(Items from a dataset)
## Begin

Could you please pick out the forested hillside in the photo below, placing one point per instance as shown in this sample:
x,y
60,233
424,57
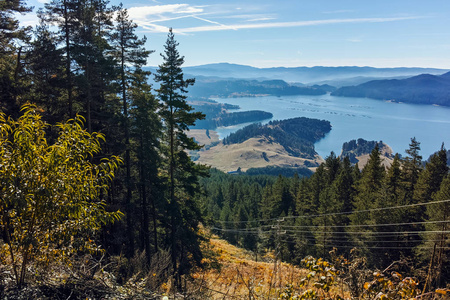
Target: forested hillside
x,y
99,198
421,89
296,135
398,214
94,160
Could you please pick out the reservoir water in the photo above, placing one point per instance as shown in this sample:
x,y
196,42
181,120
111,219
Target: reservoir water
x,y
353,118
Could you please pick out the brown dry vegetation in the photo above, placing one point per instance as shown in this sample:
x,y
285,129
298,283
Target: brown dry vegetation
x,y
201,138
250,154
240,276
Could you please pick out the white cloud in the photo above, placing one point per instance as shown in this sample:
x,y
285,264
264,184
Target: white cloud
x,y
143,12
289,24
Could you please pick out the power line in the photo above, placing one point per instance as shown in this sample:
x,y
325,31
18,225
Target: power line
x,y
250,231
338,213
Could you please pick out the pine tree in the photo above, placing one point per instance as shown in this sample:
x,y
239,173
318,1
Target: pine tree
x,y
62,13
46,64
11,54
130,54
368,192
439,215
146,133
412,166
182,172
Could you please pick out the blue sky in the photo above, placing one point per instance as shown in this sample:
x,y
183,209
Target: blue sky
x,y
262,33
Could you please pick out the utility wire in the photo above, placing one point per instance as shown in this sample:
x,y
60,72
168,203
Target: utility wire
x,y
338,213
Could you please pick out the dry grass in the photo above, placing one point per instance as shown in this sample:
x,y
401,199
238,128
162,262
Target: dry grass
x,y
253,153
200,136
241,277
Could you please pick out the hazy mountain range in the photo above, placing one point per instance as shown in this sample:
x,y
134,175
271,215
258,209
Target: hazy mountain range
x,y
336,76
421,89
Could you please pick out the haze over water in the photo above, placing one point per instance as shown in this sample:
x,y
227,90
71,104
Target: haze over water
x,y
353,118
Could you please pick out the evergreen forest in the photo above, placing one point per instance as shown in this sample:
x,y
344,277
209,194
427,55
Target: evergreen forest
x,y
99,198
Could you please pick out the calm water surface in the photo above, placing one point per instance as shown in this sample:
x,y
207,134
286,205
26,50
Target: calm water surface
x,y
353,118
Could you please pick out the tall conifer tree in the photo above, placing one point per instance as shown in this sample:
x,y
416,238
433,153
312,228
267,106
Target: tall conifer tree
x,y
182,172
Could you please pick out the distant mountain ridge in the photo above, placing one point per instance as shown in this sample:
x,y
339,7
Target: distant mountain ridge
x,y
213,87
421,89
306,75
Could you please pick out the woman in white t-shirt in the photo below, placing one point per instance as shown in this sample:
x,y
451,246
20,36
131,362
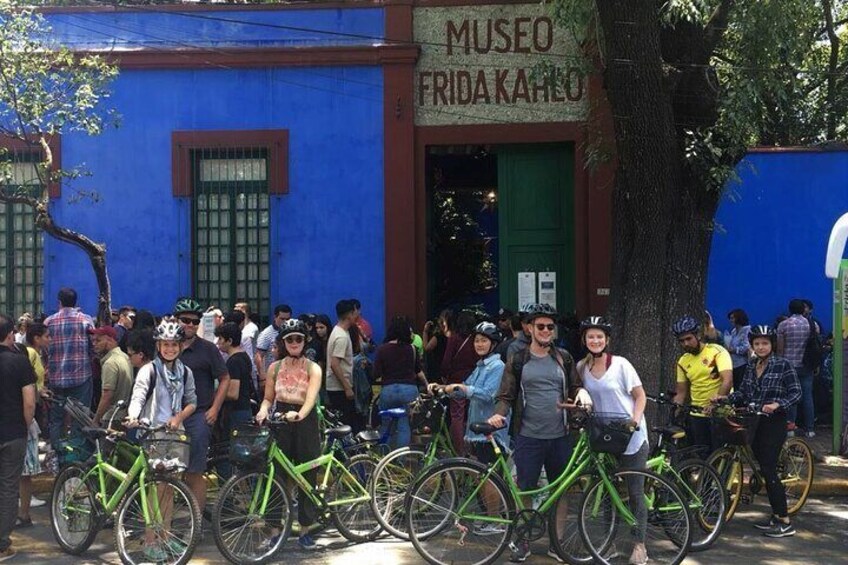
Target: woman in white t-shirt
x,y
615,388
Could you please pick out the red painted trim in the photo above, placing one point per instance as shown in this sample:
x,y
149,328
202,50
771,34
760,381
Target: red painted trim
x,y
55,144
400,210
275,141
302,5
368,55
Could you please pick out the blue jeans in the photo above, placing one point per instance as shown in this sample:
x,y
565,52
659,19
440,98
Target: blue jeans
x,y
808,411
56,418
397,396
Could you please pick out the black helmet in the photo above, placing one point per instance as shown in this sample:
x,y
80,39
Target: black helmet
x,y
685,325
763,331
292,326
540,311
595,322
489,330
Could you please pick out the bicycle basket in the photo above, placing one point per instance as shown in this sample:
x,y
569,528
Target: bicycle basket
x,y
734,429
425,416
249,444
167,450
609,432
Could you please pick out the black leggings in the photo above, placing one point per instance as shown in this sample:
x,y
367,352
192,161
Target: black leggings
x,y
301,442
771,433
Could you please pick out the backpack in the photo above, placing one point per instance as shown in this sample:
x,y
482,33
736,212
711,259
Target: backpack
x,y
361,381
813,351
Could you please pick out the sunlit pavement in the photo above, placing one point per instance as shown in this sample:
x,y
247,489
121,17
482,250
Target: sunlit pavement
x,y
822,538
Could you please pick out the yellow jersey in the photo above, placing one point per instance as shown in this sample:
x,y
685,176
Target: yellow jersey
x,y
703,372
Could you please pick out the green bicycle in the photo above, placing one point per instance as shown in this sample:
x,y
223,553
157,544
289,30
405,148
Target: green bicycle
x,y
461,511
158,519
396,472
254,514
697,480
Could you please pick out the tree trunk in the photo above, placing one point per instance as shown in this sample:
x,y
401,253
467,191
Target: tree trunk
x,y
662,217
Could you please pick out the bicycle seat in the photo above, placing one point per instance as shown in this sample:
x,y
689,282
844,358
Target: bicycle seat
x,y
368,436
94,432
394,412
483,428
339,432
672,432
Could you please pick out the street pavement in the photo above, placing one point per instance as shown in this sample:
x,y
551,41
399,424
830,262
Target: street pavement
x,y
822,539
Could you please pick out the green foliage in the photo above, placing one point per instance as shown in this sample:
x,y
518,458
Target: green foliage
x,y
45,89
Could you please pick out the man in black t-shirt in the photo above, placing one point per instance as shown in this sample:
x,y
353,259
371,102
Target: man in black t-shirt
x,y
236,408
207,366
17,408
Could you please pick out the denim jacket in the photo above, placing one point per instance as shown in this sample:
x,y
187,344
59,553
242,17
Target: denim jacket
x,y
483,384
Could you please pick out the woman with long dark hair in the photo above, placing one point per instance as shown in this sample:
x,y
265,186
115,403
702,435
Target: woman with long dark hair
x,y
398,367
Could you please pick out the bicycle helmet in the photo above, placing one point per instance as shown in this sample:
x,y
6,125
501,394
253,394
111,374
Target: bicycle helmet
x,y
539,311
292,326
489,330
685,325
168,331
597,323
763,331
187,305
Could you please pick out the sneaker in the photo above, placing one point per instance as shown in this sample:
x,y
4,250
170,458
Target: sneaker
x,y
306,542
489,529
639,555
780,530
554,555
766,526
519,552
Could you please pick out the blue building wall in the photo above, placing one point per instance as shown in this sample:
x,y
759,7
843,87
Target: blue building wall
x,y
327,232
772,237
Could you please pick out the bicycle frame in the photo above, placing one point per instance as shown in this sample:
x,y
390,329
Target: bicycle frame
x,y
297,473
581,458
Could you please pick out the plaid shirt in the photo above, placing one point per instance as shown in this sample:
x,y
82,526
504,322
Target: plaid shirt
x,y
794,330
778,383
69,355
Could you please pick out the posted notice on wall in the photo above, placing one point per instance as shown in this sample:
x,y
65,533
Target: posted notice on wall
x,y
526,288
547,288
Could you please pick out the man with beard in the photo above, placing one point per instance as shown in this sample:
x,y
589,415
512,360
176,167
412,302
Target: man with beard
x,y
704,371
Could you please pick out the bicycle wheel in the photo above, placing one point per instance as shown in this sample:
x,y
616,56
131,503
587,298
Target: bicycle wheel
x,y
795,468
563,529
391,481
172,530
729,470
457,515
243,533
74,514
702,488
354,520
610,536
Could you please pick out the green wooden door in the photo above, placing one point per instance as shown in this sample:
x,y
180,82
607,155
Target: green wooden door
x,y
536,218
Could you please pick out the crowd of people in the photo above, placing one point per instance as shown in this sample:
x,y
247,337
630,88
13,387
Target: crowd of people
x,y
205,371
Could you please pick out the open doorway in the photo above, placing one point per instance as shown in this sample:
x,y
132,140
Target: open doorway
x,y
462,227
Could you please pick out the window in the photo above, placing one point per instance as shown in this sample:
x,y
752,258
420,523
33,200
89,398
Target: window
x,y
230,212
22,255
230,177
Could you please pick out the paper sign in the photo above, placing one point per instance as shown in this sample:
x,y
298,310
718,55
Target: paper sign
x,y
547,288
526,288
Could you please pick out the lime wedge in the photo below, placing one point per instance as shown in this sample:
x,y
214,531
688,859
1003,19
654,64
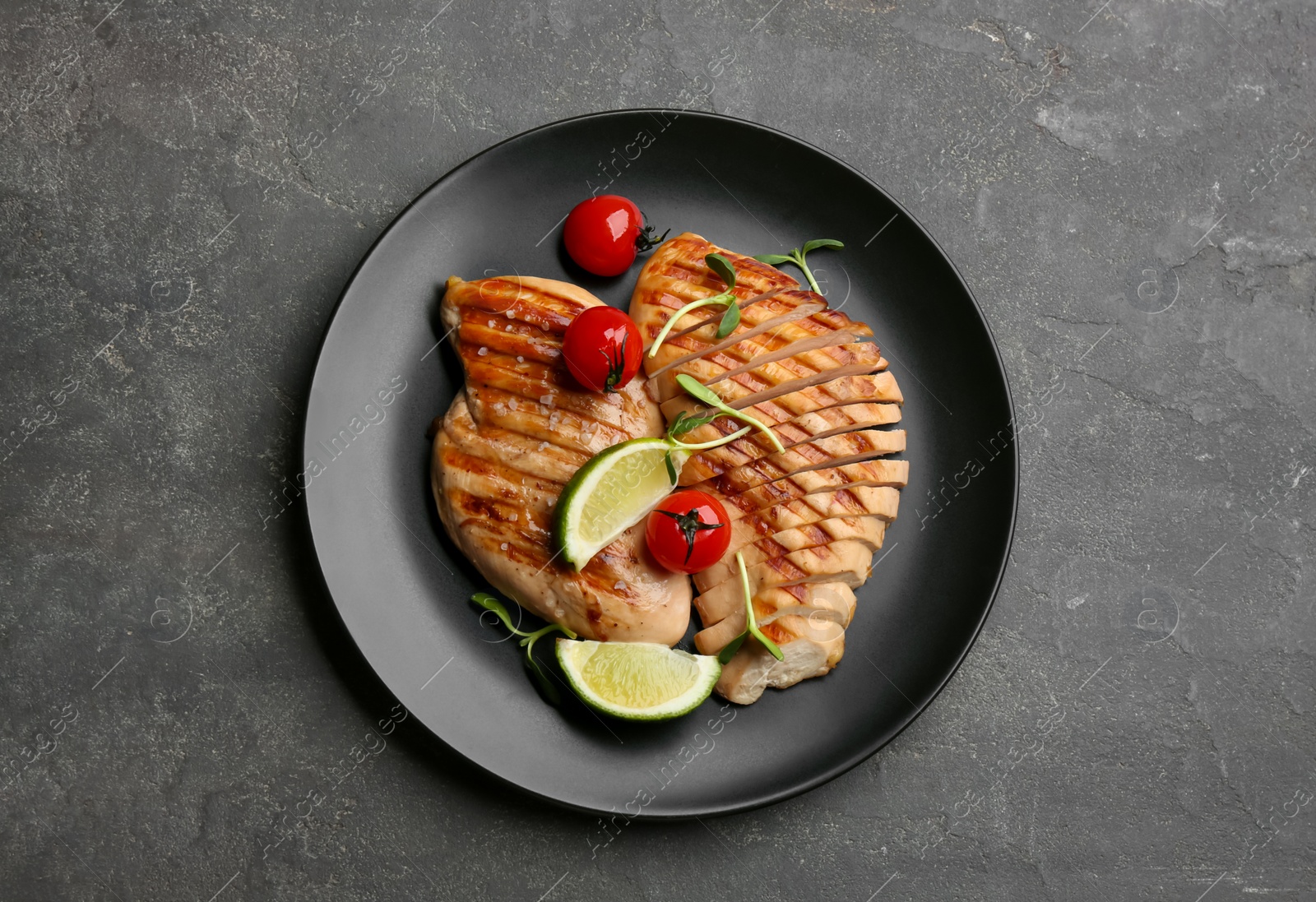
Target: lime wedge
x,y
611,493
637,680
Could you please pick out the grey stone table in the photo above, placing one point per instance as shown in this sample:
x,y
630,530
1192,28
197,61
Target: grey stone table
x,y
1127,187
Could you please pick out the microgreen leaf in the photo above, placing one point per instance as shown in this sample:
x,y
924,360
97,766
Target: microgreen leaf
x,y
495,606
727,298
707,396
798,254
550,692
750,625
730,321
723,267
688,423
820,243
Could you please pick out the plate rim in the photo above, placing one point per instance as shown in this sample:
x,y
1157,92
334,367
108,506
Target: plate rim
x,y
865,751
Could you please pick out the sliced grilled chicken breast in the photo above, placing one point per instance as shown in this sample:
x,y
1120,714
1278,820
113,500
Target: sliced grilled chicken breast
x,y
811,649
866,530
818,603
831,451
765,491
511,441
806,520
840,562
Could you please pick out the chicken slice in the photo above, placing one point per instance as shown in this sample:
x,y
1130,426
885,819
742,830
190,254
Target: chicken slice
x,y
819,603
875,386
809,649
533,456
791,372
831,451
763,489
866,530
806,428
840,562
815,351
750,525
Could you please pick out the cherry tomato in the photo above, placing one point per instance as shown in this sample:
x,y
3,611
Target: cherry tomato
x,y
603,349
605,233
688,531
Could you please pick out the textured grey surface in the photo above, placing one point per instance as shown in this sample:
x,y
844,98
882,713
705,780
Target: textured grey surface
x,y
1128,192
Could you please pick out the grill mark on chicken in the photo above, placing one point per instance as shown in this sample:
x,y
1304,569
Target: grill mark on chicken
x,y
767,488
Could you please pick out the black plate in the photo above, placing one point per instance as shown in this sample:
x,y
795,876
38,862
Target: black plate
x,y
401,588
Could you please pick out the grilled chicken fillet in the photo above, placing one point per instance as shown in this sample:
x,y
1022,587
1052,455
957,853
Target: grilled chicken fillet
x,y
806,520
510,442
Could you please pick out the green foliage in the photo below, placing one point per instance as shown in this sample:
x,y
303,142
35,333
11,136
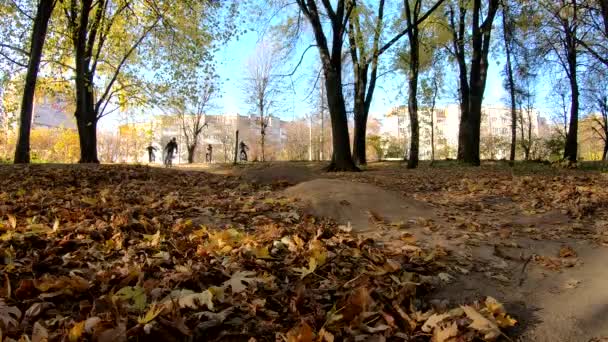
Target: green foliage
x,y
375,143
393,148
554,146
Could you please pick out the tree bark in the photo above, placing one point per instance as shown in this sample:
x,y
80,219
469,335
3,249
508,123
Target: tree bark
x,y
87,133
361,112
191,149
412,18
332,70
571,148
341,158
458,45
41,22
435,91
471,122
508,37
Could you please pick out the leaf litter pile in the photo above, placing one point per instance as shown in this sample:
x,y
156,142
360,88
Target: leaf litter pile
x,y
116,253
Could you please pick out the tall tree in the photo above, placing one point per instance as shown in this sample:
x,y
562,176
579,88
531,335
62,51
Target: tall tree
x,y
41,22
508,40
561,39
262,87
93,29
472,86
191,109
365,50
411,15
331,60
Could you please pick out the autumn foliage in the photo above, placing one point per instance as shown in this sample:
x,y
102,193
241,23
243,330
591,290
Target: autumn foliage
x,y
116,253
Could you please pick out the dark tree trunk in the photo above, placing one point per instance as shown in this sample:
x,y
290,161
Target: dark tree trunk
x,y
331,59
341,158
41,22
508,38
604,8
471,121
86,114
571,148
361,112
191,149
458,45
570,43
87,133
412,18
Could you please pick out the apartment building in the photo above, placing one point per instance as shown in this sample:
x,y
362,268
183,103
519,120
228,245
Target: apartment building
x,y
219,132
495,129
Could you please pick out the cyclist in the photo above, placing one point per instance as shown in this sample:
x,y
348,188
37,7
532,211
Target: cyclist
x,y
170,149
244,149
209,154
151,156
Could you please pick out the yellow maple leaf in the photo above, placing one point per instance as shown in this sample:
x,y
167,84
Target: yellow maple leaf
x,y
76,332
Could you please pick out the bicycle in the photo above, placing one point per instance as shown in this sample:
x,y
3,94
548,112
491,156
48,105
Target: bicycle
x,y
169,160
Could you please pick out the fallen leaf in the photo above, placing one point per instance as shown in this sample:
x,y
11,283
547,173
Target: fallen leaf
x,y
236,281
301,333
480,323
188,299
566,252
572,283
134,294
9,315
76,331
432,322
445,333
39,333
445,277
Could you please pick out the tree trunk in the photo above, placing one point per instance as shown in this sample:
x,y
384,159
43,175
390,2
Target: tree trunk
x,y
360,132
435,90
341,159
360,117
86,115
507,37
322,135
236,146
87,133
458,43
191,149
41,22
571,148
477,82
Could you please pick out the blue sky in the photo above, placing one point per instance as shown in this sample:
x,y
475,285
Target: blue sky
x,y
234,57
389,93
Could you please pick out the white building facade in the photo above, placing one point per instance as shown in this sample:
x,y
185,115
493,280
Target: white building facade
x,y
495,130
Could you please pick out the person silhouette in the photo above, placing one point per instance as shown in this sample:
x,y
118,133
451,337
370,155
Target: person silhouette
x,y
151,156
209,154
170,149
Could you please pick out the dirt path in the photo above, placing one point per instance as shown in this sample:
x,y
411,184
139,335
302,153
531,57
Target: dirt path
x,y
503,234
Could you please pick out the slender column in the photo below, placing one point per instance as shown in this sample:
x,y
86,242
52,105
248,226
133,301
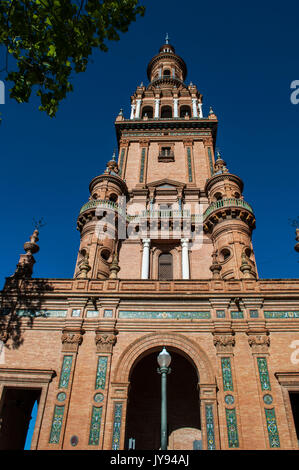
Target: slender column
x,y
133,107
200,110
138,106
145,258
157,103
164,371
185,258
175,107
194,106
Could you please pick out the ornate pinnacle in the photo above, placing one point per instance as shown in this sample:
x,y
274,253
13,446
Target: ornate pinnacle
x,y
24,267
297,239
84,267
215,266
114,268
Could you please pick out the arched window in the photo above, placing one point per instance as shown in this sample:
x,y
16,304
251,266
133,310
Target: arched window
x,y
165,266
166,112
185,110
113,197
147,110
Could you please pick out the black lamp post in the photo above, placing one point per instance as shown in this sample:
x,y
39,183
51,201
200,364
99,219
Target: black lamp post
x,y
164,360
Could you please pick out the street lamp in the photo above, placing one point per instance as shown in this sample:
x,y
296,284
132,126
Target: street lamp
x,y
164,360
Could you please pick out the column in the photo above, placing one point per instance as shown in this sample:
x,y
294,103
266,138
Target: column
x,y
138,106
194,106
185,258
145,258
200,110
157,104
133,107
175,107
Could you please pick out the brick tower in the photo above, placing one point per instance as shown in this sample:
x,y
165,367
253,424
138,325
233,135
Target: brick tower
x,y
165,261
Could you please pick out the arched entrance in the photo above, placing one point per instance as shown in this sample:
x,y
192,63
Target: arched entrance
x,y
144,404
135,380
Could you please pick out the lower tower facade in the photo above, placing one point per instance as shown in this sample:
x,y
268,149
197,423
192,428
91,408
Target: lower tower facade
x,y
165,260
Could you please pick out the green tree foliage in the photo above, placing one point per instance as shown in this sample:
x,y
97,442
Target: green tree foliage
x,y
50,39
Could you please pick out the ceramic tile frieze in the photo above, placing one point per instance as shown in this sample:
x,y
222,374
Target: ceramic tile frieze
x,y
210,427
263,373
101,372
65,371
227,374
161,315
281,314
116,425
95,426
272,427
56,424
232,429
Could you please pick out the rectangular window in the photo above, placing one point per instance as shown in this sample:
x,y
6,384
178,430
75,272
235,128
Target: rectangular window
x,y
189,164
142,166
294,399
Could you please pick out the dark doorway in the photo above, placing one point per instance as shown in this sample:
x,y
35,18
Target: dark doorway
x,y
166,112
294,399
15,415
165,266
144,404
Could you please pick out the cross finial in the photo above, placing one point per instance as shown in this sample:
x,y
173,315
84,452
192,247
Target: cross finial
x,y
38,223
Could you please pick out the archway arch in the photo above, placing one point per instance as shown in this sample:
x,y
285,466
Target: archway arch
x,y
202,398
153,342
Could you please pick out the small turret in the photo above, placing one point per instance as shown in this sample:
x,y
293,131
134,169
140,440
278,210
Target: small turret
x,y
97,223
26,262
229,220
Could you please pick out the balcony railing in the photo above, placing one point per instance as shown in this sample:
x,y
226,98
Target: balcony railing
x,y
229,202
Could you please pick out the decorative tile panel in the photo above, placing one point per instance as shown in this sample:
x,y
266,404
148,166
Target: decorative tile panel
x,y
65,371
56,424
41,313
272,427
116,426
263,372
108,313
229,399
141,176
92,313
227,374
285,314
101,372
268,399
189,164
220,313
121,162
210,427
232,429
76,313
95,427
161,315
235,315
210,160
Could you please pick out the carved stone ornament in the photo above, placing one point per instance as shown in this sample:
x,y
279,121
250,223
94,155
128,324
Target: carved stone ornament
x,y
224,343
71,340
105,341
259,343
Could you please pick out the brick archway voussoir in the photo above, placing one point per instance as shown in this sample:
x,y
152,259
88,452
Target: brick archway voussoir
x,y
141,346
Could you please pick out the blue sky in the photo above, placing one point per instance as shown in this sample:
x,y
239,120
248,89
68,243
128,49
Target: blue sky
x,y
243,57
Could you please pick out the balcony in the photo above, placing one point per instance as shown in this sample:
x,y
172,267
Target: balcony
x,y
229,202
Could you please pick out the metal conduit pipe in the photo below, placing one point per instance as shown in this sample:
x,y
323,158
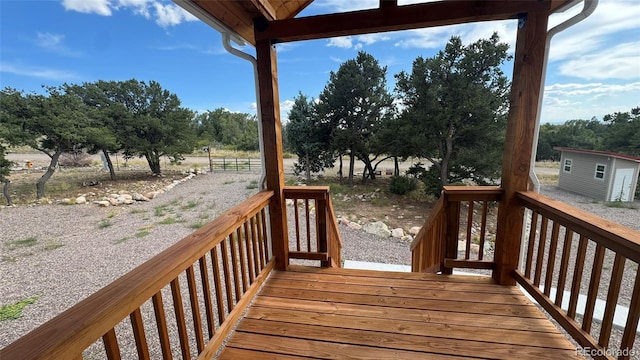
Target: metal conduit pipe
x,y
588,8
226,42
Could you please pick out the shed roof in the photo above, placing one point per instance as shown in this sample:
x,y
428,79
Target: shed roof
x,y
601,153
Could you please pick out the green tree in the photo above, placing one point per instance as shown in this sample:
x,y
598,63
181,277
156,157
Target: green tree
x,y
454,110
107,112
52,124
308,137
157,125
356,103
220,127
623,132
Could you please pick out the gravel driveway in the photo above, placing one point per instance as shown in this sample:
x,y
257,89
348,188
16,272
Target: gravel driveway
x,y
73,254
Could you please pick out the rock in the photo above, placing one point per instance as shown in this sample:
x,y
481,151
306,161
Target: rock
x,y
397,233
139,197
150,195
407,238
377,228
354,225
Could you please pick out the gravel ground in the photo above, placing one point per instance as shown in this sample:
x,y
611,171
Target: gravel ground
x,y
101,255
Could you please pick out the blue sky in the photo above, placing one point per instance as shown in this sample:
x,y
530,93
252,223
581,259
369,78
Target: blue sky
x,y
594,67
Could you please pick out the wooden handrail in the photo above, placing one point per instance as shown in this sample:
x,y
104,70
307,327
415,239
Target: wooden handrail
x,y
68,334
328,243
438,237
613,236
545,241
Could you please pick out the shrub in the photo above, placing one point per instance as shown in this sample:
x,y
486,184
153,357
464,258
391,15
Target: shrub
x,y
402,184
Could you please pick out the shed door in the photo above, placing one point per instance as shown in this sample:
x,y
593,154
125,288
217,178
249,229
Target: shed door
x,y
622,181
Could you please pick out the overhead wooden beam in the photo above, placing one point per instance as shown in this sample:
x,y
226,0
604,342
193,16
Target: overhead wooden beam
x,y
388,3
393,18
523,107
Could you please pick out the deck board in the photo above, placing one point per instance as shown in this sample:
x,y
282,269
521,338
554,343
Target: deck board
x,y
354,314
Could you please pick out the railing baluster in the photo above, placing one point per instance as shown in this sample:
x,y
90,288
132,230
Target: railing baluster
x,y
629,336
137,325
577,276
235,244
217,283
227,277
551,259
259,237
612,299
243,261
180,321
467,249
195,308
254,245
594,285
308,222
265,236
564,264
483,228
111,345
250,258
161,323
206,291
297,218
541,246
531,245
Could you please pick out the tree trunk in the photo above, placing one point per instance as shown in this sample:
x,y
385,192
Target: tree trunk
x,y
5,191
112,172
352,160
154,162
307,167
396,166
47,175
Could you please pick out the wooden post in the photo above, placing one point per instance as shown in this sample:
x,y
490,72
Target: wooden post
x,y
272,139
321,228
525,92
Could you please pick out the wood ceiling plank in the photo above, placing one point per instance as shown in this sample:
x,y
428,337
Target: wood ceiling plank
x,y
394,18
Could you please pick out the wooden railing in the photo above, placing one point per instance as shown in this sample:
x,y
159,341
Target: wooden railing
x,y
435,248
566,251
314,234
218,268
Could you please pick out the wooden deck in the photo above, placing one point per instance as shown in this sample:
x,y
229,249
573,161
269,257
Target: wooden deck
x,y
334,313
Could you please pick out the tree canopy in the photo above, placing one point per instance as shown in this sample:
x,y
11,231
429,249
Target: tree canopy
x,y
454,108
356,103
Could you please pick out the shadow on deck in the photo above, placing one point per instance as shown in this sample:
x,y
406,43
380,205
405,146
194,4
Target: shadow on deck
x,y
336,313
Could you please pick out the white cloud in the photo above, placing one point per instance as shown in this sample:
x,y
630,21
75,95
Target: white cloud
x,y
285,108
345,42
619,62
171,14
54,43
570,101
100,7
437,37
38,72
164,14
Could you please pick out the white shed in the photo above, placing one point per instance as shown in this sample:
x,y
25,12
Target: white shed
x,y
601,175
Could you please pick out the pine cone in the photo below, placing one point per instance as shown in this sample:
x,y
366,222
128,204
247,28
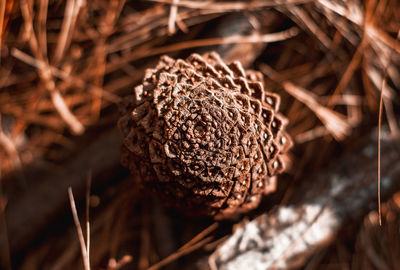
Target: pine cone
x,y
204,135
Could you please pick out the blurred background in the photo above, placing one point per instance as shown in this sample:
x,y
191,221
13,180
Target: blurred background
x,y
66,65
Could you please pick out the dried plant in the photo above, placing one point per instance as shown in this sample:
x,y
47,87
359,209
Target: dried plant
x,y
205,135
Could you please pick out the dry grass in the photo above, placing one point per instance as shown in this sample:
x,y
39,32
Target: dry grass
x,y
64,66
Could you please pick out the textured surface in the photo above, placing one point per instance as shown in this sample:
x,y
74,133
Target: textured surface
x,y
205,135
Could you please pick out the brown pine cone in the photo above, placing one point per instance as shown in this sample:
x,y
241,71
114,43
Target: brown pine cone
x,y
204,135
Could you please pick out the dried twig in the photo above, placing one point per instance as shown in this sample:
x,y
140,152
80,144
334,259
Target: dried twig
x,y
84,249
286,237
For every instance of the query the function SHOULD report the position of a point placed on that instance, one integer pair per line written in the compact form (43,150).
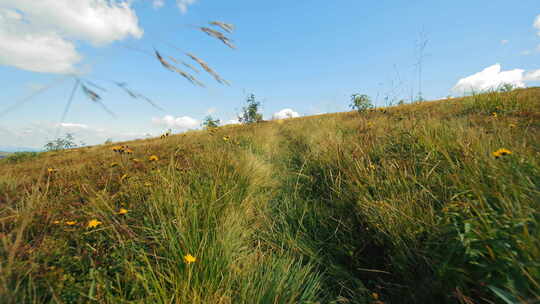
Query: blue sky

## End

WHAT THE EXERCISE ASKS:
Starting from the line where "Could you please pick out the white shed" appears, copy every line through the end of the material, both ends included, but no pictures.

CORRECT RESPONSE:
Could you please pick out the white shed in the photo above, placing one point per instance as shown in this sample:
x,y
25,12
Target: white shed
x,y
601,175
Could you please pick out the pine cone in the photo below, placing one point per instance as shown in this sample:
x,y
366,222
128,204
247,28
Target: pine cone
x,y
204,135
Could you please pick out the blurred background in the photo above, placing one point per instance as shown in this sample:
x,y
191,221
13,180
Target: blurred background
x,y
66,65
Could you please pick out the dried plant in the photo above, placing one point per instance as shown in this sample:
x,y
47,87
359,209
Target: dried plant
x,y
205,135
Could you please pick out the dry grass in the photo above, placing one point per instance as shown in this sample:
x,y
39,32
Target: dry grass
x,y
64,66
Could you please pick out the textured surface in the photo above, placing one point per instance as shown in this sample:
x,y
74,133
Target: textured surface
x,y
205,135
Could you please pick out the brown pine cone in the photo above, placing one point per instance as shown in this sample:
x,y
241,71
114,43
Target: brown pine cone
x,y
204,135
Could you please pick out the dried twig in the photo above, placing one point per instance as shown in this sample:
x,y
140,152
80,144
334,259
Target: dried twig
x,y
84,249
286,237
For every instance of the query the function SHOULD report the position of a point placed on that instance, one integer pair per line written in the compact form (43,150).
Query: blue sky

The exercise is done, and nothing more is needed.